[Collected data entries]
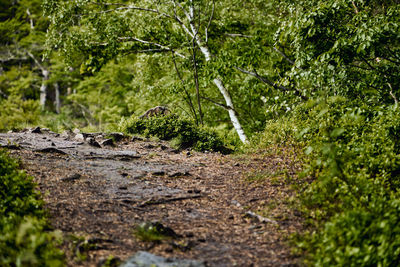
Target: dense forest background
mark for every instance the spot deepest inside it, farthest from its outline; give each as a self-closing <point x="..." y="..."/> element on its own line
<point x="320" y="75"/>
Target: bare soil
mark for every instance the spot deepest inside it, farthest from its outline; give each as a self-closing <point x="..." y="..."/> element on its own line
<point x="98" y="196"/>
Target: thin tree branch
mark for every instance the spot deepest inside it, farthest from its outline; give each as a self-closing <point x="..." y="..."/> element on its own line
<point x="238" y="35"/>
<point x="196" y="80"/>
<point x="355" y="7"/>
<point x="184" y="88"/>
<point x="392" y="94"/>
<point x="127" y="7"/>
<point x="209" y="21"/>
<point x="284" y="55"/>
<point x="216" y="103"/>
<point x="267" y="81"/>
<point x="150" y="43"/>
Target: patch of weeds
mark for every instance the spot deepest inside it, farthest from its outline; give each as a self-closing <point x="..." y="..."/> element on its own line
<point x="154" y="232"/>
<point x="26" y="238"/>
<point x="111" y="261"/>
<point x="184" y="133"/>
<point x="275" y="177"/>
<point x="81" y="246"/>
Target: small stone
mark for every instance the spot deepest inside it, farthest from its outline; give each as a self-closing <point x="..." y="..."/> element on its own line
<point x="91" y="141"/>
<point x="158" y="173"/>
<point x="189" y="234"/>
<point x="36" y="130"/>
<point x="79" y="137"/>
<point x="136" y="138"/>
<point x="50" y="150"/>
<point x="71" y="178"/>
<point x="64" y="134"/>
<point x="116" y="136"/>
<point x="143" y="258"/>
<point x="107" y="142"/>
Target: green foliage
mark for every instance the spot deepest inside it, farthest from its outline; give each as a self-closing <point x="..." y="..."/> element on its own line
<point x="185" y="132"/>
<point x="354" y="160"/>
<point x="16" y="113"/>
<point x="153" y="232"/>
<point x="25" y="239"/>
<point x="347" y="48"/>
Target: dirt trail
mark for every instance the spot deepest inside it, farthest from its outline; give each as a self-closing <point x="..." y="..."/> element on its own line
<point x="103" y="192"/>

▶ WHAT THE EXERCISE ASKS: Your answer must be an exact copy of the records above, with no pictures included.

▶ REPLY:
Target: dense forest background
mark for every instance the spot deepest inside it, farthest from its outline; give each as a self-closing <point x="..." y="..."/> element on its own line
<point x="320" y="75"/>
Target: bare soil
mark for every instance the spot deepest inside it, farthest from its outline; give each as a self-closing <point x="..." y="..."/> element on its own line
<point x="98" y="196"/>
Target: thin tree branch
mark for every instance the spot deepest inside it, farthest from its outline; give each as a self-closing <point x="..." y="..."/> element on its own line
<point x="238" y="35"/>
<point x="196" y="80"/>
<point x="355" y="7"/>
<point x="184" y="88"/>
<point x="392" y="94"/>
<point x="127" y="7"/>
<point x="209" y="21"/>
<point x="284" y="55"/>
<point x="216" y="103"/>
<point x="267" y="81"/>
<point x="150" y="43"/>
Target: patch of weeds
mark for every instance the spot deepest inside it, farthest from its outline; give each as a self-closing <point x="..." y="..."/> element on its own line
<point x="154" y="232"/>
<point x="26" y="238"/>
<point x="111" y="261"/>
<point x="184" y="133"/>
<point x="275" y="177"/>
<point x="81" y="246"/>
Target: small stone
mark for every instance the spot deepest inside it, farthest from its outline; give each as a self-closing <point x="..." y="..."/> element on its own line
<point x="91" y="141"/>
<point x="158" y="173"/>
<point x="189" y="234"/>
<point x="36" y="130"/>
<point x="79" y="137"/>
<point x="136" y="138"/>
<point x="50" y="150"/>
<point x="71" y="178"/>
<point x="64" y="134"/>
<point x="116" y="136"/>
<point x="143" y="258"/>
<point x="107" y="142"/>
Target: green foliage
mark for every instance the spot deepest inside it, farthest from its outline; give each as a self-closing <point x="..." y="..."/> element on its own line
<point x="185" y="132"/>
<point x="354" y="160"/>
<point x="16" y="113"/>
<point x="153" y="232"/>
<point x="25" y="239"/>
<point x="347" y="48"/>
Target: dirt trail
mark for every instance the spot deepest inside it, farthest from its outline; give each as a self-closing <point x="..." y="..."/> element on its own line
<point x="103" y="192"/>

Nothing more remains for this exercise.